» Direction
Render the records from their first line through the line containing "102,157,148,222" as a numbered list, skipping blank lines. Leave the pictures out of your answer.

» Data supplied
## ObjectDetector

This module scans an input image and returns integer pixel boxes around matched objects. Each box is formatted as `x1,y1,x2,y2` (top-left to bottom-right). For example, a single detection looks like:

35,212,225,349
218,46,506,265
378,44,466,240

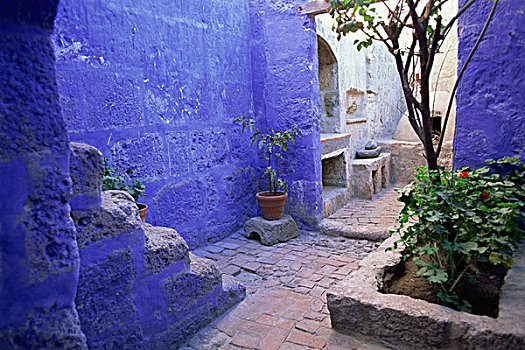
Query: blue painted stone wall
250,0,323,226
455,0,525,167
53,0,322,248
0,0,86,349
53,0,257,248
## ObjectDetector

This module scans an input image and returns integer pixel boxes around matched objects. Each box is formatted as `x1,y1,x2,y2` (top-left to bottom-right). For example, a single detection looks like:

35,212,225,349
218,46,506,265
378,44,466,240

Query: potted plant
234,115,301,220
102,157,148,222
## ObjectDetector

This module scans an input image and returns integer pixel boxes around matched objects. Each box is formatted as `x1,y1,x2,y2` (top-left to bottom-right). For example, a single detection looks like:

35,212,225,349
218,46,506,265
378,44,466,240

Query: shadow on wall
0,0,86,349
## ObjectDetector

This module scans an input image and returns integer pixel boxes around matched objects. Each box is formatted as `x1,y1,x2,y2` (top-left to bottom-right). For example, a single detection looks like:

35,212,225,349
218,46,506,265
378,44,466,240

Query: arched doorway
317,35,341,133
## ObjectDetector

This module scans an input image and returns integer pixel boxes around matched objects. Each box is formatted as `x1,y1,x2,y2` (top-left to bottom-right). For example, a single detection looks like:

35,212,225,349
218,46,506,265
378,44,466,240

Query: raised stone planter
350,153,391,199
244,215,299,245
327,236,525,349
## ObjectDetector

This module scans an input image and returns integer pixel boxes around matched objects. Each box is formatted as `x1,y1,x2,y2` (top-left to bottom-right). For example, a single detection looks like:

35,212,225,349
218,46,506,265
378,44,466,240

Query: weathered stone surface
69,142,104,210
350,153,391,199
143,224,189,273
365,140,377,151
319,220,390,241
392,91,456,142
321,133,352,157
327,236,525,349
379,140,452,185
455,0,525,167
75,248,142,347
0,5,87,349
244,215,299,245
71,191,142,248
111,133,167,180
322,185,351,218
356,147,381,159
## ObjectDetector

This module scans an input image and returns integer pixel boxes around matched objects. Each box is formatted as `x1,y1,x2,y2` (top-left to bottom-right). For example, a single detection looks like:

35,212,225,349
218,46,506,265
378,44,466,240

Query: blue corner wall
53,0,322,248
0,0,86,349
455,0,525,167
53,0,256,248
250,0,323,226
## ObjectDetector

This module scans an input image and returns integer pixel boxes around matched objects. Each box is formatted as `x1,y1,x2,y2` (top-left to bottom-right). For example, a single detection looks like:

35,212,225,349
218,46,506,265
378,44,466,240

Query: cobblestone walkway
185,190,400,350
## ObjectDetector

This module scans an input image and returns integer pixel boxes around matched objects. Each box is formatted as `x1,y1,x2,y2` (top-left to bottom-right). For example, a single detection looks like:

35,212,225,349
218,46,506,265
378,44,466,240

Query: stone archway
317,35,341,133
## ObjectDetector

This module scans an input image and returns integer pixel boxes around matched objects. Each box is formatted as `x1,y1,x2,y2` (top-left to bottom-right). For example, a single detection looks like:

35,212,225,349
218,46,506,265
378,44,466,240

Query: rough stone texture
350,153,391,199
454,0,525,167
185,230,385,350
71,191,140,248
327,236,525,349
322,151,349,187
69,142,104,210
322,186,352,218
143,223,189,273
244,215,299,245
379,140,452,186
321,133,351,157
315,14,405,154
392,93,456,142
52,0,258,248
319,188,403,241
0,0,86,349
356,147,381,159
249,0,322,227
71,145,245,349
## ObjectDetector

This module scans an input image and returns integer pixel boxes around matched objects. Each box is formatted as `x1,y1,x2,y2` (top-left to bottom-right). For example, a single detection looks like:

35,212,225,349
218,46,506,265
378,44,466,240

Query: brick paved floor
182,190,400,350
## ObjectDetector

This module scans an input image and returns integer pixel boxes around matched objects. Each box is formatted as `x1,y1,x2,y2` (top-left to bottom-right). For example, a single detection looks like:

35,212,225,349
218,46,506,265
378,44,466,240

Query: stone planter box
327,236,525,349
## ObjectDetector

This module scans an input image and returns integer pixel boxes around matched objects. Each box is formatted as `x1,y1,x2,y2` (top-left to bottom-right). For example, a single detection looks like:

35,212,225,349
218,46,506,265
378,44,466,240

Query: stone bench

» Solution for this task
1. ## ObjectDetector
2. This module scans an input image and returns integer pixel boxes around matched objects. Each box is formatted as `x1,y1,x2,y2` (top-left to bottom-right). For example, a single detection looks like:
3. 35,212,225,349
4. 218,46,506,265
5. 378,44,466,240
6. Query: blue painted stone wall
7. 250,0,323,226
8. 455,0,525,167
9. 53,0,322,248
10. 0,0,86,349
11. 53,0,257,248
12. ## ObjectDetector
13. This module scans an input image and returns integer pixel boxes around matched objects. Each box is formatted as `x1,y1,x2,y2` (top-left to bottom-right). For example, a single detection looks like:
14. 35,212,225,349
15. 218,46,506,265
16. 378,44,466,240
17. Query: potted plant
18. 234,115,301,220
19. 102,157,148,222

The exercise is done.